**Passage given**:

The applicability of laches in a particular context often is, to say the least, an unpredictable matter. What the undersigned wrote decades ago about this general reality remains true today:

To promote clarity of analysis, the Court must here explain its terminology, which may differ substantially from the terminology used by cited cases or the parties herein. As the term is used herein by the undersigned, laches is “applicable” when a court rules that laches bars the particular equitable relief at issue, whereas laches is only “potentially applicable” when the court is not prohibited ab initio from applying laches by threshold considerations-such as laches being entirely supplanted by a particular statute of limitation or the fact that the kind of requested relief at issue is not the kind of relief subject to the equitable concept of laches-but may yet determine not to apply laches. Chirco v. Crosswinds Cmtys., Inc., 474 F.3d 227 (6th Cir. 2007), cited below, actually used the phrase “is even applicable,” id. at 231, without including “potentially”; in context, however, the phrase clearly was meant to mean potentially applicable as that term is used herein. Notably, even where laches is “potentially applicable” as the Court uses that term, a district court cannot apply-lacks the discretion to apply-laches unless the court finds that its two required elements exist. Where the terminology of Plaintiff or Defendants, or of a cited case, for these concepts differs from the Court's terminology, the Court will convert such terminology into the Court's terminology.

[T]he law has long embraced a subjective, unpredictable and ad hoc approach to determining whether a claimant's remedy is barred by the lapse of time: laches. “Laches is an equitable doctrine which may be applied to deny relief to a party whose ‘unconscionable delay in enforcing his rights has prejudiced the party against whom the claim is asserted.' ” Laches generally applies only to equitable claims, although in some cases it will be applied to actions at law. Inevitably, laches has been compared to statutes of limitations, even to the point of being deemed a “quasi statute of limitations.” Nevertheless, the two differ markedly in their mode of operation. Unlike statutes of limitations, laches is a flexible concept which eschews mechanical rules and instead is based on fairness.
In deciding whether to apply laches, most courts consider several factors, such as the nature and cause of the plaintiff's delay in asserting a claim despite the opportunity to assert it, the nature of the relief requested, the extent of the defendant's knowledge that the claim would be asserted, and the prejudice to the defendant if the claim is allowed. Other factors include the length of the delay, the loss of evidence, the opportunity of the plaintiff to have acted sooner, and whether the defendant or the plaintiff possessed the property in dispute, if any, during the delay. In a larger sense, “ ‘laches is principally a question of the inequity of permitting a [particular] claim to be enforced.' ”

**Tasks to perform**:
a: From the passage on laches, return everything from "[T]he law has" down to "based on fairness.", copied word for word.
b: In the passage on laches, what has laches been deemed when compared to statutes of limitations?

**Provided material**:
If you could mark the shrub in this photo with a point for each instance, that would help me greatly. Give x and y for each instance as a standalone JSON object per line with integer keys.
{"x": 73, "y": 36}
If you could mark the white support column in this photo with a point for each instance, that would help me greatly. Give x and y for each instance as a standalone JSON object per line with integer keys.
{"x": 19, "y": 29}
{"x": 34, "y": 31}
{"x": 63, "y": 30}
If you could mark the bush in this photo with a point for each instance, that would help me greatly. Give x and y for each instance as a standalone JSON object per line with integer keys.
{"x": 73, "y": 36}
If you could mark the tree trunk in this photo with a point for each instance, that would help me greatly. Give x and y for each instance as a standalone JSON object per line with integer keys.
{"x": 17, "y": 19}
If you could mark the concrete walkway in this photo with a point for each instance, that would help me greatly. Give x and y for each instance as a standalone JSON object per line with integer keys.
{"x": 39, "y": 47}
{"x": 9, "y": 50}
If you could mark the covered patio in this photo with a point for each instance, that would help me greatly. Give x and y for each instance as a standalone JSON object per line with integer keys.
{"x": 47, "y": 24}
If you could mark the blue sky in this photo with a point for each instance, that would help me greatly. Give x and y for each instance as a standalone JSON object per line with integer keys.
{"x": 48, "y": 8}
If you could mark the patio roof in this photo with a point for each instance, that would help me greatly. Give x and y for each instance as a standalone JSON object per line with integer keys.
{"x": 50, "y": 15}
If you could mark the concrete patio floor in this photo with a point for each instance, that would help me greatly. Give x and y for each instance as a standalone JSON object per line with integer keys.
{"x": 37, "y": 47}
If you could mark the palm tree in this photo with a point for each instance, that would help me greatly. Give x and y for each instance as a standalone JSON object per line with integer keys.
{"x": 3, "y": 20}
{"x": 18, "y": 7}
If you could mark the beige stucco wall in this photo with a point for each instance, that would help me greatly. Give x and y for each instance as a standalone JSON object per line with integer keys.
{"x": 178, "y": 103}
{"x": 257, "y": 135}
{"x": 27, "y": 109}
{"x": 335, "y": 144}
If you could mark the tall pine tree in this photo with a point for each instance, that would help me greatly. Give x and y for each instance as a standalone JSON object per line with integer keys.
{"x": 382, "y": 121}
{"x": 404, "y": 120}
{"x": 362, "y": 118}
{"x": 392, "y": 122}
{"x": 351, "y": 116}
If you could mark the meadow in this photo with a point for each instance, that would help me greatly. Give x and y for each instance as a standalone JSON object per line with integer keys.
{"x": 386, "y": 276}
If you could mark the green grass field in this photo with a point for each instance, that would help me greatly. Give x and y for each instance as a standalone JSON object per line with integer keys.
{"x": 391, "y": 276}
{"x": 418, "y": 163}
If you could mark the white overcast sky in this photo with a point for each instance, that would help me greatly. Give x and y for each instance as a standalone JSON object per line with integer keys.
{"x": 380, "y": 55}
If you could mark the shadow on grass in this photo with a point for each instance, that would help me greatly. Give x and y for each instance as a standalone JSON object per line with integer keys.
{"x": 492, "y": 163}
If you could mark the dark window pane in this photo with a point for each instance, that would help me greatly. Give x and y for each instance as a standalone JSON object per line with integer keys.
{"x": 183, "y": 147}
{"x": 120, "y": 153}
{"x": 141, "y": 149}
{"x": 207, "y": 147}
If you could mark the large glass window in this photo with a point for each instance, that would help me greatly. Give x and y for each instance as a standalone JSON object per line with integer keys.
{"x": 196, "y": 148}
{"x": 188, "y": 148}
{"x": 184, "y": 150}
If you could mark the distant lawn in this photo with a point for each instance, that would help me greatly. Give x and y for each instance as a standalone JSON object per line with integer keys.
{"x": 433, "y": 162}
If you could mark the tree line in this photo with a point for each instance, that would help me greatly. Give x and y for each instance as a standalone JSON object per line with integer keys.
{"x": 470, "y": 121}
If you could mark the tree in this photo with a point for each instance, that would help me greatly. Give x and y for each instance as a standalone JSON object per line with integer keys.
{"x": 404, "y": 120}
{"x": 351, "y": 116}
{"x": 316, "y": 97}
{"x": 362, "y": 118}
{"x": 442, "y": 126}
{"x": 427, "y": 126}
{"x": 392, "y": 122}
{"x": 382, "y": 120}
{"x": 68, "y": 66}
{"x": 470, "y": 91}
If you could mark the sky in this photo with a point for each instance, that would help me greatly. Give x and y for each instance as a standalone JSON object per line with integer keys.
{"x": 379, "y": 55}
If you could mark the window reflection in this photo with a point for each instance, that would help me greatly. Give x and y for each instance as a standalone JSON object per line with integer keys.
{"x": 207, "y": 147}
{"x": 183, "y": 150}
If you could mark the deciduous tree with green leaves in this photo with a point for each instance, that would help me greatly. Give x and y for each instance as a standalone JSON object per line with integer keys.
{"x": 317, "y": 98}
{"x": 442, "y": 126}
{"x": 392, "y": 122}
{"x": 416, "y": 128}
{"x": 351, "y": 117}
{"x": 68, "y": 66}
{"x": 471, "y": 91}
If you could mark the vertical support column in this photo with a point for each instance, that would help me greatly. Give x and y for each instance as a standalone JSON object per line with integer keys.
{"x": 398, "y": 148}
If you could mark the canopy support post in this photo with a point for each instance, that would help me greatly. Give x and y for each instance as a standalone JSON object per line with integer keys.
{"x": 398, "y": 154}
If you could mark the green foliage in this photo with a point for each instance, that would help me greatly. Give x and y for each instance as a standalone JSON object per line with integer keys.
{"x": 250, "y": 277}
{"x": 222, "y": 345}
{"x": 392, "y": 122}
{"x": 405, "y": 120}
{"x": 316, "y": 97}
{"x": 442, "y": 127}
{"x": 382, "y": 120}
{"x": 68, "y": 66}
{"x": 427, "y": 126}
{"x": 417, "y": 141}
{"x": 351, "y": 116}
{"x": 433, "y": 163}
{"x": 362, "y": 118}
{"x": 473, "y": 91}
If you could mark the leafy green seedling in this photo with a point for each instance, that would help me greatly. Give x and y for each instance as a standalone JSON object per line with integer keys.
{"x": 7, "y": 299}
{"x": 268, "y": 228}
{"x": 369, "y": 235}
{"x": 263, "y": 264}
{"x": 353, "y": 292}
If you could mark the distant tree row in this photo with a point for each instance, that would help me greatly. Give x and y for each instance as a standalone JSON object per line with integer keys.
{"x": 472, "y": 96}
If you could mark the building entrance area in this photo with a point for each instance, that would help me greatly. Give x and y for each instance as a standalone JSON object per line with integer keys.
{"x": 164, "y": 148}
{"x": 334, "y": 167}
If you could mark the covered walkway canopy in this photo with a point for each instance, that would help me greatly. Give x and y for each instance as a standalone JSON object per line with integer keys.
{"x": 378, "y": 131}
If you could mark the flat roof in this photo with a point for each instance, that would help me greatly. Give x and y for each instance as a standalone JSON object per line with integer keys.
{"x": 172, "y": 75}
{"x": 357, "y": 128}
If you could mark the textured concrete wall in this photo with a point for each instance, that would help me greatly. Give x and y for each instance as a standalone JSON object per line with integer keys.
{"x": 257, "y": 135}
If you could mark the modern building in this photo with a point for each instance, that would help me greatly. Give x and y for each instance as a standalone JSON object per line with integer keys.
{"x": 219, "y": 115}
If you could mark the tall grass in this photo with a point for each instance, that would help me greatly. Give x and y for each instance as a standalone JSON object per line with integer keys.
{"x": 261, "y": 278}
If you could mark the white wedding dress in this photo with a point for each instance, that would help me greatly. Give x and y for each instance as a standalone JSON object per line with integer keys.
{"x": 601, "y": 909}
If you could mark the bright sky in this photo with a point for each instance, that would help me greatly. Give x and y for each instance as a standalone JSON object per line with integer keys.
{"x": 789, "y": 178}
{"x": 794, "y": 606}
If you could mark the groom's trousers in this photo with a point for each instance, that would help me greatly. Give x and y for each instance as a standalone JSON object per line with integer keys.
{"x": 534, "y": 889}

**Results in order**:
a:
[T]he law has long embraced a subjective, unpredictable and ad hoc approach to determining whether a claimant's remedy is barred by the lapse of time: laches. “Laches is an equitable doctrine which may be applied to deny relief to a party whose ‘unconscionable delay in enforcing his rights has prejudiced the party against whom the claim is asserted.' ” Laches generally applies only to equitable claims, although in some cases it will be applied to actions at law. Inevitably, laches has been compared to statutes of limitations, even to the point of being deemed a “quasi statute of limitations.” Nevertheless, the two differ markedly in their mode of operation. Unlike statutes of limitations, laches is a flexible concept which eschews mechanical rules and instead is based on fairness.

b: A "quasi statute of limitations."